(Supplied data Opens)

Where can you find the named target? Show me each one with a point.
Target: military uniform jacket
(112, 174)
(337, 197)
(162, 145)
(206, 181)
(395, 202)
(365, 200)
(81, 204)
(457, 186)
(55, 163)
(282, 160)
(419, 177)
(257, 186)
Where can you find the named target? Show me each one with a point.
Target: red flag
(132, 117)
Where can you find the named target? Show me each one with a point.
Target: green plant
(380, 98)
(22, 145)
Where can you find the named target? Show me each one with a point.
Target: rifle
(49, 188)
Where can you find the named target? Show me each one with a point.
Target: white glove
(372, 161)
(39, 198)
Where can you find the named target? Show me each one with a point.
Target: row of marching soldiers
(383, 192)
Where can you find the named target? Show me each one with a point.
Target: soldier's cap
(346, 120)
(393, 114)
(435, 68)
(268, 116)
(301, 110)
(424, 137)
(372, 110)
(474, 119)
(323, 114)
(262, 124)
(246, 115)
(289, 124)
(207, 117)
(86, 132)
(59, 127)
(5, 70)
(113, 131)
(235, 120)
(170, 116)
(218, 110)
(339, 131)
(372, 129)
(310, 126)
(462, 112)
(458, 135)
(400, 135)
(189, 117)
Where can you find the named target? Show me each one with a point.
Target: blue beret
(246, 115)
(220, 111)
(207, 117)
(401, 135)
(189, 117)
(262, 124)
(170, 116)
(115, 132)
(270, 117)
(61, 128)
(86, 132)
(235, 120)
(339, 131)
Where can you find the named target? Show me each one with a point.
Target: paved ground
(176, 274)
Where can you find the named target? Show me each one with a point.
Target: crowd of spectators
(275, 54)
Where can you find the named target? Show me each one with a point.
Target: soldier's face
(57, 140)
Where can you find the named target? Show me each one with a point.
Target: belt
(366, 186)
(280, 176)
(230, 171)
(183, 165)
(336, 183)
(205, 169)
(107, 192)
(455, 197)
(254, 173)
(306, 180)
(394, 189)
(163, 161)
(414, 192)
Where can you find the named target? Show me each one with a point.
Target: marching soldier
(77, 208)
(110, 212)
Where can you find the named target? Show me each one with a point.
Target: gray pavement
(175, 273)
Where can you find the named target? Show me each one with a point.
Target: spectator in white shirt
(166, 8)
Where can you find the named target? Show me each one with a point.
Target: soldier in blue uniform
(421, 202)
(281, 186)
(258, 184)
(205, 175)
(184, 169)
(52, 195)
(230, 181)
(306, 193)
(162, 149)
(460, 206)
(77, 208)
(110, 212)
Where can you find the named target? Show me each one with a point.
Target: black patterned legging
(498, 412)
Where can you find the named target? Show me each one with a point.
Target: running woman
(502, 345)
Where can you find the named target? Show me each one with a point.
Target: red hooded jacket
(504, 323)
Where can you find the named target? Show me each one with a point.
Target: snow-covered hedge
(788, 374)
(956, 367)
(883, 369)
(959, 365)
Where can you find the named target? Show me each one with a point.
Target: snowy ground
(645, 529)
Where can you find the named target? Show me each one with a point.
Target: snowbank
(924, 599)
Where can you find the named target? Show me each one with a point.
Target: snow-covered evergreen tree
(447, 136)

(Supplied data Closes)

» **What needs to be done**: Please reproduce the records above in their entirety, exactly as given.

» **Final answer**:
Where can you find the named target? Show me each one with a point.
Target: military uniform jacket
(112, 174)
(337, 197)
(162, 145)
(206, 181)
(395, 202)
(365, 200)
(81, 204)
(457, 186)
(55, 163)
(282, 160)
(419, 177)
(257, 186)
Where can you find the named target? Show me each one with a point.
Target: red flag
(132, 117)
Where can you find the named target? Show me each one with a point.
Target: green plant
(380, 98)
(22, 145)
Where can you find the named target? Show me each one with a point.
Target: rifle
(49, 188)
Where can you find the named target? Show me each one with a point.
Target: white glove
(372, 161)
(39, 198)
Where can you find the named target? Show me each one with a point.
Target: row of marching soldiers
(383, 192)
Where can you find the named target? Show me each one with a point.
Target: soldier's cap
(346, 120)
(393, 114)
(435, 68)
(268, 116)
(301, 110)
(424, 137)
(372, 110)
(474, 119)
(323, 114)
(262, 124)
(246, 115)
(289, 124)
(207, 117)
(86, 132)
(59, 127)
(5, 70)
(113, 131)
(235, 120)
(170, 116)
(218, 110)
(339, 131)
(372, 129)
(310, 126)
(462, 112)
(458, 135)
(400, 135)
(189, 117)
Where can you find the named target? Show me each one with a point.
Target: blue beret
(246, 115)
(220, 111)
(207, 117)
(401, 135)
(189, 117)
(262, 124)
(170, 116)
(115, 132)
(270, 117)
(61, 128)
(86, 132)
(235, 120)
(339, 131)
Where can you find the named target? Show me each one with a point.
Target: paved ground
(176, 274)
Where can you find the named target? Show me each one with a point.
Target: crowd of spectators
(275, 54)
Where can you find the named target? Show me each one with a point.
Target: soldier's face
(57, 140)
Where can you find the named target? Show me each one with a point.
Target: belt
(366, 186)
(280, 176)
(230, 171)
(183, 165)
(336, 183)
(205, 169)
(107, 192)
(455, 197)
(254, 173)
(306, 180)
(394, 189)
(163, 161)
(414, 192)
Where can you find the named target? Show me each one with a point.
Target: marching soldier
(77, 208)
(110, 212)
Where can you find the named target? Show me each one with a point.
Target: gray pavement
(175, 273)
Where can you find the named target? Show me each one with a point.
Target: spectator in white shirt
(166, 8)
Where can you find the named target? Show me each one with a point.
Target: soldier in blue uniform
(421, 202)
(281, 186)
(258, 184)
(205, 175)
(184, 169)
(52, 195)
(230, 181)
(306, 193)
(162, 149)
(460, 206)
(77, 208)
(110, 212)
Where can you find the named target? Show me each one with a point.
Target: black patterned legging
(498, 412)
Where can you find the named target? Show me each one with a point.
Target: running woman
(502, 345)
Where can you find the named target? Show me each one with a point.
Target: red hooded jacket
(504, 323)
Where can you find the named target? Show me each one with a point.
Target: snow-covered hedge
(788, 374)
(956, 367)
(883, 369)
(959, 365)
Where can you find the named target? Show me each one with a point.
Target: snowy ground
(645, 529)
Where can you find the named target? Show me each one with a point.
Target: snowbank
(924, 599)
Where can you find the named target? Show me each one with a point.
Target: snow-covered evergreen tree
(447, 136)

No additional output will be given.